(Stored items)
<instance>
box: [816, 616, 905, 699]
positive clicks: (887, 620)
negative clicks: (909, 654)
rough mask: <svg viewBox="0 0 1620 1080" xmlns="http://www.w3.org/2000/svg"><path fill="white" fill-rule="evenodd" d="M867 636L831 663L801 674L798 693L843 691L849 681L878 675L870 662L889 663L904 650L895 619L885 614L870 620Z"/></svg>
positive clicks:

### PROBLEM STATEMENT:
Each record above is to be reproduced word for word.

### RESPONSE AREA:
<instance>
box: [816, 616, 905, 699]
positive clicks: (887, 620)
negative clicks: (909, 654)
rough mask: <svg viewBox="0 0 1620 1080" xmlns="http://www.w3.org/2000/svg"><path fill="white" fill-rule="evenodd" d="M867 636L831 663L801 674L798 693L843 691L849 681L878 675L870 662L889 663L904 650L895 619L885 614L870 620Z"/></svg>
positive clicks:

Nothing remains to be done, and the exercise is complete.